> _Directions for this task_: All of the records should be restated word for word.

> _Supplied material_:
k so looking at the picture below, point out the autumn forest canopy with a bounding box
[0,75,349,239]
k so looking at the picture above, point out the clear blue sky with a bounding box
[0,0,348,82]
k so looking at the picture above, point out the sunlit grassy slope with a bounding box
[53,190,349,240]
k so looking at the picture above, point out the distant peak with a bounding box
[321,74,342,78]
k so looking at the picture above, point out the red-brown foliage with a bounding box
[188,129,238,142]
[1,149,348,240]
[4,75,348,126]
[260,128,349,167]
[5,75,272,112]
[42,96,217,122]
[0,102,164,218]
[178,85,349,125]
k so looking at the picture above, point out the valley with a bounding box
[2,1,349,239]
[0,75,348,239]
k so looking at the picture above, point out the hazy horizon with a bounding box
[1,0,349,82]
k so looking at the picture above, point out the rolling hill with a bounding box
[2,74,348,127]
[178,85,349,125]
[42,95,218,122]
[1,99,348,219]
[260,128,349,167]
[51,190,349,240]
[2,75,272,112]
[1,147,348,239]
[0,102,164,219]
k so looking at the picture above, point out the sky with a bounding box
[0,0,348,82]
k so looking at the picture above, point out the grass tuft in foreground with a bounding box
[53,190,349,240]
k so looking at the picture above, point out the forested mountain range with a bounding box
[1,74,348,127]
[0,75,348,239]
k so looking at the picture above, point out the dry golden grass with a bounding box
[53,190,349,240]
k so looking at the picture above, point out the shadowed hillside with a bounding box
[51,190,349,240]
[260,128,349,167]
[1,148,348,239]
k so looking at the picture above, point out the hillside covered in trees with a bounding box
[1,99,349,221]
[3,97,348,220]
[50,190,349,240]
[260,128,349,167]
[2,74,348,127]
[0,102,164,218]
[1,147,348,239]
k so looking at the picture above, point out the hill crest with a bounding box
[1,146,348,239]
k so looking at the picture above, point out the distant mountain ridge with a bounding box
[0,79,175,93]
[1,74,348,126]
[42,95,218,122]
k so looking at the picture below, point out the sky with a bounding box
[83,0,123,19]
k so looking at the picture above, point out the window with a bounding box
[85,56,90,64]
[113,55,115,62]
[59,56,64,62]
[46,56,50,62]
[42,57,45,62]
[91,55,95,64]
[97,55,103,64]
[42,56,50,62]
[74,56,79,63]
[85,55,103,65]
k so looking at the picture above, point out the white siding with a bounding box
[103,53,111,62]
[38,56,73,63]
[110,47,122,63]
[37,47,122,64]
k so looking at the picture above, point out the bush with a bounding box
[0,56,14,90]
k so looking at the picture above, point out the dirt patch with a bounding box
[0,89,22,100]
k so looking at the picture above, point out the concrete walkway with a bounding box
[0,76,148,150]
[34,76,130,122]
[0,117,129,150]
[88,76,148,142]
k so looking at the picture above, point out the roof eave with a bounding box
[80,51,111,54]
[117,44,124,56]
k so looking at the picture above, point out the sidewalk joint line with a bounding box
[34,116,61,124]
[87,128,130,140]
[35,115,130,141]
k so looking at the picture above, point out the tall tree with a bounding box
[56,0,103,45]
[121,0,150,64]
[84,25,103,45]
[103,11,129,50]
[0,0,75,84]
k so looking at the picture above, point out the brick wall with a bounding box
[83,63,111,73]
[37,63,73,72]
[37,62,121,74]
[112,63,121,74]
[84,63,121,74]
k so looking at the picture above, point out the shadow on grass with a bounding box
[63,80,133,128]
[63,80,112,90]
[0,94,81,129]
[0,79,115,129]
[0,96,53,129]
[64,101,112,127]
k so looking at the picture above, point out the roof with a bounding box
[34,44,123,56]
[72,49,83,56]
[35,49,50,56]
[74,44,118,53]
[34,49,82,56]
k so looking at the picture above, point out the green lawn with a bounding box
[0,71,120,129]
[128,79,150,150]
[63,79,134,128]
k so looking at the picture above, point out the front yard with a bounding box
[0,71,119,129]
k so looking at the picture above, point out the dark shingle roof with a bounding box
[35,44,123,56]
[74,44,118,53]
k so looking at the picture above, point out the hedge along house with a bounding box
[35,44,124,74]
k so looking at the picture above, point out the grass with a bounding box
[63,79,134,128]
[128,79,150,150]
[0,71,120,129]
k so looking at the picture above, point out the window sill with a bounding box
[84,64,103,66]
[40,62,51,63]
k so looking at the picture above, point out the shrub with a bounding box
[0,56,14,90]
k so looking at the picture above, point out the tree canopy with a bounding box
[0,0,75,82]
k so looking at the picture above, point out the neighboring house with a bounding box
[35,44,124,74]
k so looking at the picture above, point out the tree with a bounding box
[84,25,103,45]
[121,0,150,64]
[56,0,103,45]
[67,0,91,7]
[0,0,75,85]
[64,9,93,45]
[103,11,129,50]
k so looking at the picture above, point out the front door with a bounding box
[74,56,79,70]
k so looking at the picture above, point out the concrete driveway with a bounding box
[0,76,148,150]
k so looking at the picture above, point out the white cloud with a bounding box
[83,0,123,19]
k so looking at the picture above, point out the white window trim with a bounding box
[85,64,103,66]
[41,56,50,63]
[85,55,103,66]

> _Solution_:
k so looking at the picture below, point out the autumn forest canopy with a bounding box
[0,75,349,239]
k so looking at the picture above, point out the clear blue sky with a bounding box
[0,0,348,82]
k so looking at the picture above, point out the sunlit grassy slope with a bounding box
[53,190,349,240]
k so looking at the picture above, point out the distant peak with a bounding box
[321,74,342,78]
k so looking at the picture above, point out the red-brown foliage with a bounding box
[188,129,238,142]
[1,149,348,240]
[4,75,348,126]
[260,128,349,167]
[5,75,272,112]
[42,96,217,122]
[0,102,164,218]
[178,85,349,125]
k so looking at the picture above, point out the valley with a bounding box
[2,1,349,239]
[0,75,348,239]
k so looking at the picture above, point out the hazy horizon with a bounding box
[1,0,349,82]
k so looking at the picture above, point out the rolling hill with a bounding box
[2,74,348,127]
[178,85,349,125]
[42,95,218,122]
[1,99,348,219]
[260,128,349,167]
[51,190,349,240]
[2,75,272,112]
[1,147,348,239]
[0,102,164,219]
k so looking at the picture above, point out the sky with a bounding box
[0,0,348,82]
k so looking at the picture above, point out the grass tuft in foreground with a bounding box
[53,190,349,240]
k so looking at the picture above, point out the forested mountain range with a bounding box
[1,74,348,127]
[0,75,348,239]
k so looking at the picture above, point out the dry golden grass with a bounding box
[53,190,349,240]
k so looking at the picture above, point out the shadowed hillside with a bounding box
[51,190,349,240]
[260,128,349,167]
[1,148,348,239]
k so looking at the picture above, point out the hillside covered in trees with a bounding box
[1,99,349,221]
[3,97,348,220]
[50,190,349,240]
[260,128,349,167]
[2,74,348,127]
[0,102,164,218]
[1,147,348,239]
k so looking at the picture above, point out the hill crest with a bounding box
[1,146,348,239]
k so looking at the picture above, point out the distant mountain ridge with a bounding box
[0,79,175,93]
[1,74,348,126]
[42,95,218,122]
k so looking at the picture below, point out the sky with a bounding box
[83,0,123,19]
k so looking at the picture above, point out the window with a bounding box
[85,56,90,64]
[113,55,115,62]
[59,56,64,62]
[46,56,50,62]
[42,57,45,62]
[91,55,95,64]
[97,55,103,64]
[42,56,50,62]
[74,56,79,63]
[85,55,103,65]
k so looking at the picture above, point out the white siding with a bounding box
[103,53,111,62]
[38,56,73,63]
[110,47,122,63]
[37,47,122,64]
k so looking at the picture above, point out the bush with a bounding box
[0,56,14,90]
k so looking at the picture above, point out the dirt patch with a bounding box
[0,89,22,100]
k so looking at the picture above, point out the concrete walkway with a bounding box
[0,76,148,150]
[34,76,130,122]
[0,117,129,150]
[88,76,148,142]
k so looking at the picture above, point out the roof eave with a bounding box
[80,51,111,54]
[117,44,124,56]
k so looking at the picture above, point out the sidewalk joint line with a bounding box
[34,116,61,124]
[87,128,130,140]
[35,115,130,141]
k so looking at the picture above, point out the tall tree with a bounding box
[56,0,103,45]
[121,0,150,64]
[84,25,103,45]
[103,11,129,50]
[0,0,75,84]
k so looking at the picture above, point out the brick wall with a bounding box
[83,63,111,73]
[37,63,73,72]
[37,62,121,74]
[112,63,121,74]
[84,63,121,74]
k so looking at the picture above, point out the shadow on grass with a bounding box
[63,80,133,128]
[63,80,112,90]
[0,94,81,129]
[0,79,115,129]
[0,96,53,129]
[64,101,112,127]
k so looking at the picture above, point out the roof with a bounding box
[34,44,123,56]
[72,49,83,56]
[35,49,50,56]
[74,44,118,53]
[34,49,82,56]
k so looking at the picture above, point out the green lawn with a bounding box
[0,71,120,129]
[128,79,150,150]
[63,79,134,128]
k so looking at the picture above, point out the front yard with a bounding box
[0,71,119,129]
k so looking at the picture above, point out the dark shingle roof with a bounding box
[35,44,123,56]
[74,44,118,53]
k so looking at the picture above, point out the hedge along house with a bounding box
[35,44,124,74]
k so looking at the picture above, point out the grass with a bounding box
[63,79,134,128]
[128,79,150,150]
[0,71,120,129]
k so looking at the picture above, point out the window sill with a bounding box
[84,64,103,66]
[40,62,51,63]
k so looking at the picture above, point out the shrub with a bounding box
[0,56,14,90]
k so looking at the picture above, point out the tree canopy with a bounding box
[0,0,75,82]
k so looking at the picture above, point out the neighboring house with a bounding box
[35,44,124,74]
k so looking at the picture above, point out the tree with a bounding box
[84,25,103,45]
[121,0,150,64]
[56,0,103,45]
[67,0,91,7]
[0,0,75,85]
[64,9,93,45]
[103,11,129,50]
k so looking at the picture above, point out the front door with a bounding box
[74,56,79,70]
k so looking at the picture above, point out the concrete driveway with a bounding box
[0,76,148,150]
k so looking at the picture above, point out the white cloud with a bounding box
[83,0,123,19]
k so looking at the picture above, point out the white window trim with a bounding box
[85,64,103,66]
[41,56,50,63]
[85,55,103,66]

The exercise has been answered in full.